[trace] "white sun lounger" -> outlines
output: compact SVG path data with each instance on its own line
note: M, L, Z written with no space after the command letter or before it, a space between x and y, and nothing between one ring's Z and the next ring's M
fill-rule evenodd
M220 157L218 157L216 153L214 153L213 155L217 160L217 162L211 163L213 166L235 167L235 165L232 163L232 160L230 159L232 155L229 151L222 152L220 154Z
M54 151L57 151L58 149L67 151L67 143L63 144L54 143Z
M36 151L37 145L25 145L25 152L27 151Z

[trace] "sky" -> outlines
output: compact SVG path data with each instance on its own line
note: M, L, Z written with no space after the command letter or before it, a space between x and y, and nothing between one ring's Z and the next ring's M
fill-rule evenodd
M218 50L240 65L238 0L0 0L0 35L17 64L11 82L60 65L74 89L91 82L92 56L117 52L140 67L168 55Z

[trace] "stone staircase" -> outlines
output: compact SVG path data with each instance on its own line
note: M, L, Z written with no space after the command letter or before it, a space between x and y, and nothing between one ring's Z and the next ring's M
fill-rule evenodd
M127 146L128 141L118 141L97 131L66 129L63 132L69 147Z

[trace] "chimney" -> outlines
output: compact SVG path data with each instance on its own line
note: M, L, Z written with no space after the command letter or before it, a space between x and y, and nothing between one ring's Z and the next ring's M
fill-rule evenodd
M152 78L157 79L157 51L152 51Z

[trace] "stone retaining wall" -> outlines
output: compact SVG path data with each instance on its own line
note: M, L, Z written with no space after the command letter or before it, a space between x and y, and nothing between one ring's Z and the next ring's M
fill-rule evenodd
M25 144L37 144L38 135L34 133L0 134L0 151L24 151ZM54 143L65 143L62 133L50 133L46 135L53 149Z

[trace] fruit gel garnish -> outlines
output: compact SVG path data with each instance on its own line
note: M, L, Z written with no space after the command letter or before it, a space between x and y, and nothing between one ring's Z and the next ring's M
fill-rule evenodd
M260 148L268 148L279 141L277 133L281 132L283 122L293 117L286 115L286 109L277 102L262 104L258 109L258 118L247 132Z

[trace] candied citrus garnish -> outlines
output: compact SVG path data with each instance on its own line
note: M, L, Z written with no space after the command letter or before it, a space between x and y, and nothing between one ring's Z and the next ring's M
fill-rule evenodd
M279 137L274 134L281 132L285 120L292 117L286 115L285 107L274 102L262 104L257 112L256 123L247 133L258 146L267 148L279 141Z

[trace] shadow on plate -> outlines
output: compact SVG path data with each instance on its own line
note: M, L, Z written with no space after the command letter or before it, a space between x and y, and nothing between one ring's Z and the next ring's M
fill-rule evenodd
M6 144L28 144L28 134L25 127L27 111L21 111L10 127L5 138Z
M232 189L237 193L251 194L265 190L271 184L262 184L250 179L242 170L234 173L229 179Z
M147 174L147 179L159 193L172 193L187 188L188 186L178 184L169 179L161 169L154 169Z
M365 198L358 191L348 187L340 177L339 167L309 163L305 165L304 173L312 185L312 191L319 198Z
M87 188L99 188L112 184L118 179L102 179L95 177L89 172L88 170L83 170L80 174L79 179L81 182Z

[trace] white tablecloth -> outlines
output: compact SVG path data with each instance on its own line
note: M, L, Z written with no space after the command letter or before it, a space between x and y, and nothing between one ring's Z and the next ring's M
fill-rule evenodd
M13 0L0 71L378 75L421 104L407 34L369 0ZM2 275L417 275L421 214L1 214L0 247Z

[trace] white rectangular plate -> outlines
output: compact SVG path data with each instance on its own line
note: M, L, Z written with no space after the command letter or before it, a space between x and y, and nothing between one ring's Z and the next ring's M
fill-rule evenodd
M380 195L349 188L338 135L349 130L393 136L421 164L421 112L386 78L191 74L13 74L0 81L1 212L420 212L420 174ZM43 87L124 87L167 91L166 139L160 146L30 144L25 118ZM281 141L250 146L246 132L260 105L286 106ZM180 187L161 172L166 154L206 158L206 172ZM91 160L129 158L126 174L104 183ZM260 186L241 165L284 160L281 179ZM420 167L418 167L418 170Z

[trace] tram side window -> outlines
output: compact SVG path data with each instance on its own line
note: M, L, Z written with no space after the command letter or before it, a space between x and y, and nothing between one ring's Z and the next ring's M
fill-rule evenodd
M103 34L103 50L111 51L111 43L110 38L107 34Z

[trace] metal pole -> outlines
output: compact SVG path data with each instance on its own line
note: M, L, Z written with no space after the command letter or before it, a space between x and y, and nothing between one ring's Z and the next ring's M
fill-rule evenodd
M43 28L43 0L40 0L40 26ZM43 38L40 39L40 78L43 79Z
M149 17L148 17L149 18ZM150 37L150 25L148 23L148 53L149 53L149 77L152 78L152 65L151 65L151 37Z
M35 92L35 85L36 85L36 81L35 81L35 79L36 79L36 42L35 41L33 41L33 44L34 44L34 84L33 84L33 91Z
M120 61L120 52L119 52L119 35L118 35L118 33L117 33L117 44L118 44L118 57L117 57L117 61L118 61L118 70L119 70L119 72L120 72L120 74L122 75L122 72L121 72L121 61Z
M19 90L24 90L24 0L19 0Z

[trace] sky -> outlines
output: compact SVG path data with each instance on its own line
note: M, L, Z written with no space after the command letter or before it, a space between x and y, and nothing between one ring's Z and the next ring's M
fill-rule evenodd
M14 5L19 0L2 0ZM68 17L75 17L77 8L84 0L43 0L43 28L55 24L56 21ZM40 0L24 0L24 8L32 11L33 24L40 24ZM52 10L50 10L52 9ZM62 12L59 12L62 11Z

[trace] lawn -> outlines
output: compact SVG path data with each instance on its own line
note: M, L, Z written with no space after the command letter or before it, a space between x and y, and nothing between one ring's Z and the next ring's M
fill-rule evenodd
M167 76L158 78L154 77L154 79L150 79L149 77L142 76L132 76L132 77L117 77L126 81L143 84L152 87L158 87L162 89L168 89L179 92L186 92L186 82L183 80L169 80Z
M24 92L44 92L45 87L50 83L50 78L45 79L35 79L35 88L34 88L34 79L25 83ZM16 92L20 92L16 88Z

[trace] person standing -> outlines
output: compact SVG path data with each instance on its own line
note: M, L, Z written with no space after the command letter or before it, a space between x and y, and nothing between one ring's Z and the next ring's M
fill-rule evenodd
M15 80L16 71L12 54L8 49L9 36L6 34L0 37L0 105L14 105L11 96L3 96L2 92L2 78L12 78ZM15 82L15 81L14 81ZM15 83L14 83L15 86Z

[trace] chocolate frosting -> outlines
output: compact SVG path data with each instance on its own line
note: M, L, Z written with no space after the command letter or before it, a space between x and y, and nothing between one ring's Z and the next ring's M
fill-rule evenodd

Written task: Copy the lines from the one containing "[trace] lawn -> outlines" through the one containing "M24 92L44 92L45", inclusive, and swap "lawn" for "grass". Keep everything else the same.

The output:
[trace] grass -> outlines
output: compact SVG path data with each instance on its own line
note: M, L, Z written with no space after the command letter or before it, a space between x and y, and nothing between one ring's Z and the next ring's M
fill-rule evenodd
M167 76L158 78L154 77L154 79L150 79L149 77L142 76L132 76L132 77L117 77L126 81L143 84L152 87L158 87L162 89L168 89L179 92L186 92L186 82L183 80L169 80Z
M24 92L44 92L45 87L50 83L50 78L45 79L35 79L35 88L34 88L34 79L25 83ZM16 92L20 92L16 88Z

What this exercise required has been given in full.